[To do] Copy word for word the part of the Region 10 election article that begins at the words "The party also" and stops after "of the PPP/C.".

#### Text segment ####

Party General Secretary Donald Ramotar at a press briefing yesterday said his party is looking forward to its day in court but is of the view that it has received more votes than the AFC in that region, a position which he said is based on records the party received and on the official reports to the Guyana Elec-tions Commission (GECOM) by its staff in Region 10.

"The results of the elections in Region 10 were declared by the Clerk on behalf of the returning officer, who was ill at that time. That declaration showed that the AFC received 3,166 votes and the PPP/C obtained 3,189 votes," he said.

Ramotar, reading his party's statement, added that this declaration was signed off by GECOM and the political parties' counting agents who were present at the time. "And it was on this basis that the chief election officer made his oral declaration on August 31, 2006," Ramotar added.

According to the PPP, when the returning officer resumed her duties she made another declaration which showed that the AFC got 3188 votes and the PPP/C received 3273 votes.

"For the AFC and some other band-waggoners to claim that they are entitled to the seat after such a long lapse must be treated with more than a grain of salt," the PPP general secretary contended.

The party also rejected the position that some of the boxes were not counted when the declaration was made

Ramotar also said he did not believe that Justice For All Party Leader Chandra Narine Sharma had any basis to claim any other seat other than the regional seats he has already received. A recent assessment for the PNCR-1G had suggested that Sharma had won a seat at the expense of the PPP/C.

The AFC on November 17 filed a petition challenging the election results, contending that it received enough votes in Region 10 for an additional parliamentary seat. After a month of ventilating concerns to the elections commission over the vote count, the party said it got no response and was left with no other option but to go to court.

The petition was filed in the name of the party's Region 10 candidate, Walter Melville, who said that the AFC gained 3,321 votes in the Region, 48 more than the PPP/C, which was awarded the geographic constituency seat for the Region. As a result, he is asking that the court find that the polls in the district were not lawfully conducted or might have been affected by an unlawful act or omission, resulting in the need for parliamentary seats to be reallocated. Alterna-tively, he is seeking a declaration that the number of valid votes that were cast differs from the votes used to allocate the seats in the National Assembly, making it necessary for the elections commission to do a review.

#### Extracted material ####

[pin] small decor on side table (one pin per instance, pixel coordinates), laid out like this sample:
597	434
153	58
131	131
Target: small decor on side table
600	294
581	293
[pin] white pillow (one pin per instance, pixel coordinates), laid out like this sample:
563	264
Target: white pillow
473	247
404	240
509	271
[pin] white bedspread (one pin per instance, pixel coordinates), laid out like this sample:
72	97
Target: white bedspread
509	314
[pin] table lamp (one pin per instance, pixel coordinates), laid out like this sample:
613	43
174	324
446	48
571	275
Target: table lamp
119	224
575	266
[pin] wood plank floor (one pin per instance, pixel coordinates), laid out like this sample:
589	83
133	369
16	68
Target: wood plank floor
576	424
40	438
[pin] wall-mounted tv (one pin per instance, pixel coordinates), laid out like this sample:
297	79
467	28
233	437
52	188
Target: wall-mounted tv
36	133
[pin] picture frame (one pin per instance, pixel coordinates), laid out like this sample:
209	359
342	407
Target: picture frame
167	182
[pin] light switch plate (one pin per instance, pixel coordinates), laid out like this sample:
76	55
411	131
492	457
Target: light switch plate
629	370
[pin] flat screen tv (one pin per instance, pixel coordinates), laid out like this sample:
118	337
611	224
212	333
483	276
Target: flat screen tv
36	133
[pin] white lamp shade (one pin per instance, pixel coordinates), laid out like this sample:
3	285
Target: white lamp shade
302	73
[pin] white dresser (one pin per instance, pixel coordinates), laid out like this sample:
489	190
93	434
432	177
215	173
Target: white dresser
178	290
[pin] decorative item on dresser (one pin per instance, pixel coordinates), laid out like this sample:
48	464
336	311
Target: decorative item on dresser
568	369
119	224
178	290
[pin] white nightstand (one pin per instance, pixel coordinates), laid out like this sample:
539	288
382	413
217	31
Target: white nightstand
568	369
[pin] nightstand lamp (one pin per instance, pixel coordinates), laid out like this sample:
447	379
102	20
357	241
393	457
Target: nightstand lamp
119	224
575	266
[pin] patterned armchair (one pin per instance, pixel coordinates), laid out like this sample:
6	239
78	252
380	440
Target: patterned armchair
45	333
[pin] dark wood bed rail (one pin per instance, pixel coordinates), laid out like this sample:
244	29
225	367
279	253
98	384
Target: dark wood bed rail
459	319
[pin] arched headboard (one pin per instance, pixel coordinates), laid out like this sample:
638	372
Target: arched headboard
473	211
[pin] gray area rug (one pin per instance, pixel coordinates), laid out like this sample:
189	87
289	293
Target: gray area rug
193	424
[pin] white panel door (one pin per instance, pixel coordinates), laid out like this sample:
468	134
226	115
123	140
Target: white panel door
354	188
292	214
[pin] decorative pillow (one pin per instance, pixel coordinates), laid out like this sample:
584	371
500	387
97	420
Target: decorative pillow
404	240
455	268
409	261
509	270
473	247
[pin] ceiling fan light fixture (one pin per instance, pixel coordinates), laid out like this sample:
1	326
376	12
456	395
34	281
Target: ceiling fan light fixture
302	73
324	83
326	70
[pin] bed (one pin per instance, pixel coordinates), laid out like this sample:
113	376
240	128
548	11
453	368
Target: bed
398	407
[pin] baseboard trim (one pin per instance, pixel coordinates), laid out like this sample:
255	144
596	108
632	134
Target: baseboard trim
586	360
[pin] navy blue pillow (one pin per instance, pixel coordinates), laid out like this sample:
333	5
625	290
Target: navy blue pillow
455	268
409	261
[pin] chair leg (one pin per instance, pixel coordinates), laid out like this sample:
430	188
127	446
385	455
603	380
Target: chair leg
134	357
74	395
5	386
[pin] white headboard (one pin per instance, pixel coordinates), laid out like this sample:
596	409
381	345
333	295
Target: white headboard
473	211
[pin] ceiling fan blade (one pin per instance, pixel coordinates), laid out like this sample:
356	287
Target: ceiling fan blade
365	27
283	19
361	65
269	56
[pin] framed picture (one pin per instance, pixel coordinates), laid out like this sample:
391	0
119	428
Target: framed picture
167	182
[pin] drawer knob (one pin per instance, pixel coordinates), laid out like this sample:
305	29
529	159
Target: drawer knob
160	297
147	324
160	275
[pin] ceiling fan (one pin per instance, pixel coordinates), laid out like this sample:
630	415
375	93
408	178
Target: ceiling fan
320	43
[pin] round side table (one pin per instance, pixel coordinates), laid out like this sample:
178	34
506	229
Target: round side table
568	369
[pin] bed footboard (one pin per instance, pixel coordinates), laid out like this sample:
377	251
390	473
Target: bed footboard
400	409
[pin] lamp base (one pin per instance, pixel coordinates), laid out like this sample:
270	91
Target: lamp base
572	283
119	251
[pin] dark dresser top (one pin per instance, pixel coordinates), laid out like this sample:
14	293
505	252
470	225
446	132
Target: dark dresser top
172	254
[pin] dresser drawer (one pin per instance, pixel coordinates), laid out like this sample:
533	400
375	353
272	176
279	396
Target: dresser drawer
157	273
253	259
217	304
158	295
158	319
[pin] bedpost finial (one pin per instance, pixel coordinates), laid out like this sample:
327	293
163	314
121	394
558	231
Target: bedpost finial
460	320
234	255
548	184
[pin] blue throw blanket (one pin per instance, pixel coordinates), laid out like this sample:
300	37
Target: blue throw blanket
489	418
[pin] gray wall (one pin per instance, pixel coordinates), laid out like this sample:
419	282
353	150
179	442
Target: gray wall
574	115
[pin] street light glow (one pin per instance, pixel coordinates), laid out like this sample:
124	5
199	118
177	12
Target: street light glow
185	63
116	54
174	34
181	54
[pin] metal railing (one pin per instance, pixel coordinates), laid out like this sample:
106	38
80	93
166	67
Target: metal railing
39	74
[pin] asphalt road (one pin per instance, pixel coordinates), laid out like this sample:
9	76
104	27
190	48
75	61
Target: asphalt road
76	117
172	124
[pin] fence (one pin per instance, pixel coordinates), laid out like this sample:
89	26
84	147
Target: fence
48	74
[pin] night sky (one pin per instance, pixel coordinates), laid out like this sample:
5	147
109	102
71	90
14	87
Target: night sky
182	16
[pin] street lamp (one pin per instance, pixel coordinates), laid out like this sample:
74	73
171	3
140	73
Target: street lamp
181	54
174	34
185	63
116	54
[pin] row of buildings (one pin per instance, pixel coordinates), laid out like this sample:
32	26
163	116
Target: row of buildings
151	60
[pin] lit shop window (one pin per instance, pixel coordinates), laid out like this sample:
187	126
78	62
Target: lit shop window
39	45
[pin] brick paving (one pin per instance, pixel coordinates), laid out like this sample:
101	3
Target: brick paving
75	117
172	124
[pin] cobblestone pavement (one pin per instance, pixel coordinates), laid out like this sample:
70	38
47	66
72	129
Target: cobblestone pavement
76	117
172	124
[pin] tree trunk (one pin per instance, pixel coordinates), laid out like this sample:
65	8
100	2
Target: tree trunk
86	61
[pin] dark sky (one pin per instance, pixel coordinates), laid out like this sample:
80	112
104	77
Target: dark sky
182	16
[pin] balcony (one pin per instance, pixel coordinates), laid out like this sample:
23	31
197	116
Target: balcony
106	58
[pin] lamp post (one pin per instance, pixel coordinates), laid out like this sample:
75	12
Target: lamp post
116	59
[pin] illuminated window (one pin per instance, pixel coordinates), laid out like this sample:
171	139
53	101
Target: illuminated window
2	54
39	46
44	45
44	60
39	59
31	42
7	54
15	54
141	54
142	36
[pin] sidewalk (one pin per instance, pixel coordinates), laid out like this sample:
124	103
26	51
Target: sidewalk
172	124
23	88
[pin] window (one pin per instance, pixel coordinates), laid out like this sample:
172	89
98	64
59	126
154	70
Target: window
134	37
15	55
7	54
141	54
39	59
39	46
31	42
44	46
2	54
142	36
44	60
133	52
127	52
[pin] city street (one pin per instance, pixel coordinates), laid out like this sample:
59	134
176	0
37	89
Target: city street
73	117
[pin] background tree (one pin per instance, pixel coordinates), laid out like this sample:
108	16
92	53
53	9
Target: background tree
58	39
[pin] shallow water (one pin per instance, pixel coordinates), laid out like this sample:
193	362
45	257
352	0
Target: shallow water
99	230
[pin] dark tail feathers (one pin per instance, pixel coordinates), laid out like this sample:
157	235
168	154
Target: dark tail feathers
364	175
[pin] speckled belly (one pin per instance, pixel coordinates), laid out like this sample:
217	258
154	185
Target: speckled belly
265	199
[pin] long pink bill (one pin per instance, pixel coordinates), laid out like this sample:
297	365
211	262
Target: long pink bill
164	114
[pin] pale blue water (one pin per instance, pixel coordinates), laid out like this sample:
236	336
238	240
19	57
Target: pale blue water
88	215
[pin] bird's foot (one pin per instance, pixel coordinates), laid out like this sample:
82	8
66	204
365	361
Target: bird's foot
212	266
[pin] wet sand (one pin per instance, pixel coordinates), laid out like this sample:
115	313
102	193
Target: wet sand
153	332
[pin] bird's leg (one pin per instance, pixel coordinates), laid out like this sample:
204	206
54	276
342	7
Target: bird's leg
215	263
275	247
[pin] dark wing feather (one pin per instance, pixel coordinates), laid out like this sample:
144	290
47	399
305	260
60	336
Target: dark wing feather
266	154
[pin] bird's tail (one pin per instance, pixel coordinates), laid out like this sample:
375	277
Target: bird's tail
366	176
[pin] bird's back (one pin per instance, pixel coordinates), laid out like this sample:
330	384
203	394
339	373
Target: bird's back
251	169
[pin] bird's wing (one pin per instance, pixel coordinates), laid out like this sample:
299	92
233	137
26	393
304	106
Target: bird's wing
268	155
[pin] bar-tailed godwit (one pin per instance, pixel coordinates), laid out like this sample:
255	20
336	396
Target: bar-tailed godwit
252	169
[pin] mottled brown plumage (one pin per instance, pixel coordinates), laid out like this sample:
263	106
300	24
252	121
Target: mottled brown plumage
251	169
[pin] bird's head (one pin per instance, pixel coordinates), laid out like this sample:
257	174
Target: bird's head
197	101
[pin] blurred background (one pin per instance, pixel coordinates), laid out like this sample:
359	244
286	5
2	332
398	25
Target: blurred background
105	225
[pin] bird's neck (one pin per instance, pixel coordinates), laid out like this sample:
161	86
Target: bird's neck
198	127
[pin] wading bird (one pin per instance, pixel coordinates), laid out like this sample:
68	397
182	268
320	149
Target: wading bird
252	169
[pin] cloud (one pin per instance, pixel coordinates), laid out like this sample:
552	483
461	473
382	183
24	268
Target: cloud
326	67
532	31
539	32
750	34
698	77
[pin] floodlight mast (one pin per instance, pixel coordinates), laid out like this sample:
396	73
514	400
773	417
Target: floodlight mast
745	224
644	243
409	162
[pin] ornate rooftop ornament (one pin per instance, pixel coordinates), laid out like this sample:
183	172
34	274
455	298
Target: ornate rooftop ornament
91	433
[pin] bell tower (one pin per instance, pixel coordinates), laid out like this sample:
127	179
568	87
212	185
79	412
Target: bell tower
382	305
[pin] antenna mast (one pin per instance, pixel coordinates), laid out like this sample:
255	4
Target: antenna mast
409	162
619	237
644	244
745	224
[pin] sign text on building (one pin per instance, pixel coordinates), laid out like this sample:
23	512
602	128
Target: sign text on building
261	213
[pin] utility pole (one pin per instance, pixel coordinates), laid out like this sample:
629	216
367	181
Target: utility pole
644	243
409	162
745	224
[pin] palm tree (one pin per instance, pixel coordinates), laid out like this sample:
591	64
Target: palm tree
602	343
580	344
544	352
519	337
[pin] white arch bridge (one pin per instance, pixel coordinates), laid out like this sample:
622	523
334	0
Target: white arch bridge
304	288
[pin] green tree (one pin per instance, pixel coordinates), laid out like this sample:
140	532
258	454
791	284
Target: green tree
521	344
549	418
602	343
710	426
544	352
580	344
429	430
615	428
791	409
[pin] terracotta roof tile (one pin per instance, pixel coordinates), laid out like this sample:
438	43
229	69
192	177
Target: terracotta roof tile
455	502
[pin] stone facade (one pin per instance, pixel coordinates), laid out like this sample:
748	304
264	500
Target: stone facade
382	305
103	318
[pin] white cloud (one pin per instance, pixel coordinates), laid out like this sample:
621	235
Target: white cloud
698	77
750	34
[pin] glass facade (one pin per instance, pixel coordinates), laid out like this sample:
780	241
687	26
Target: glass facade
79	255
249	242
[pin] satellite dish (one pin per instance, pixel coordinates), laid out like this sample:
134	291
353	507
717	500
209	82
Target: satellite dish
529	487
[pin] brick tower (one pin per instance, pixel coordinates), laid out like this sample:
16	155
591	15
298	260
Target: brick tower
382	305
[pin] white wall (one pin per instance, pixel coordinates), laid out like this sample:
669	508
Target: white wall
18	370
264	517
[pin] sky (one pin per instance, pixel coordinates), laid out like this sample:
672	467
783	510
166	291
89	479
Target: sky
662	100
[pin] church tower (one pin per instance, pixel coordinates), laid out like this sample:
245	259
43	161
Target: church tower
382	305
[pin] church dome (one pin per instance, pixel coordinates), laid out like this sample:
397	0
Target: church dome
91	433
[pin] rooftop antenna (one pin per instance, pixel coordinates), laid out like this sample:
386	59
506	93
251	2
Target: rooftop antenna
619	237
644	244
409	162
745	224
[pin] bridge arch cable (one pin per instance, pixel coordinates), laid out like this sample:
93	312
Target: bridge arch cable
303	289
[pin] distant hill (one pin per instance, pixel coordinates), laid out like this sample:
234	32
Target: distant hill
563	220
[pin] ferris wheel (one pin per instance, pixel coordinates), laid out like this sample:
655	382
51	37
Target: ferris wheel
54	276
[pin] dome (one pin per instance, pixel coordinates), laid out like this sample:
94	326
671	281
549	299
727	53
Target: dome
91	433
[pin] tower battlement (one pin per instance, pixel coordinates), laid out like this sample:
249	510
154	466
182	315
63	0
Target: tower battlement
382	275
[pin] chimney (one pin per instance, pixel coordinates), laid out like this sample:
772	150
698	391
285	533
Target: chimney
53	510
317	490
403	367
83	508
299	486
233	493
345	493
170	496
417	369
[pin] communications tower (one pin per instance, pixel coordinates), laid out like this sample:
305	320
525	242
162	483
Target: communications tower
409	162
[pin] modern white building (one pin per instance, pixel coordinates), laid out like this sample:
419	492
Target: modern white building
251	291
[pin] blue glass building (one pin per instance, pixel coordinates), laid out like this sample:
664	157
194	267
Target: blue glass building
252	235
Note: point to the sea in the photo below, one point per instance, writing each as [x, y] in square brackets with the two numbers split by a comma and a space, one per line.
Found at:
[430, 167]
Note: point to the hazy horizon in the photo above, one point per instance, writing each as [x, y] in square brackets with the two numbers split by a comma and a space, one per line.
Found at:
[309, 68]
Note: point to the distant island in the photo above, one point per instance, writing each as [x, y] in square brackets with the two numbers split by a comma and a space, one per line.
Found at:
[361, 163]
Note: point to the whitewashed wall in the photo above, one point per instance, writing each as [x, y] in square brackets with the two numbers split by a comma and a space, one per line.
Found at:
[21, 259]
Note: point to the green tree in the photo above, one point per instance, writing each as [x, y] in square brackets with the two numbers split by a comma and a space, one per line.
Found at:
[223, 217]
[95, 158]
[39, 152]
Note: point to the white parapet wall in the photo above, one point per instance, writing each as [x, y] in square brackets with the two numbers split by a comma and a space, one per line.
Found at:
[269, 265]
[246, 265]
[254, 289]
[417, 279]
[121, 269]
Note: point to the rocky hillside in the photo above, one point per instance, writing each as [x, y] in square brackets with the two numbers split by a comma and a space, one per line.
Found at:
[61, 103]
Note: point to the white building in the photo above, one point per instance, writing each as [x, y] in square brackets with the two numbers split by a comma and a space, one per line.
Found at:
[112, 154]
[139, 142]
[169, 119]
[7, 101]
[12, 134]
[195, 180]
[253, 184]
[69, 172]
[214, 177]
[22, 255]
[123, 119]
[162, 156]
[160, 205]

####

[Result]
The party also rejected the position that some of the boxes were not counted when the declaration was made

Ramotar also said he did not believe that Justice For All Party Leader Chandra Narine Sharma had any basis to claim any other seat other than the regional seats he has already received. A recent assessment for the PNCR-1G had suggested that Sharma had won a seat at the expense of the PPP/C.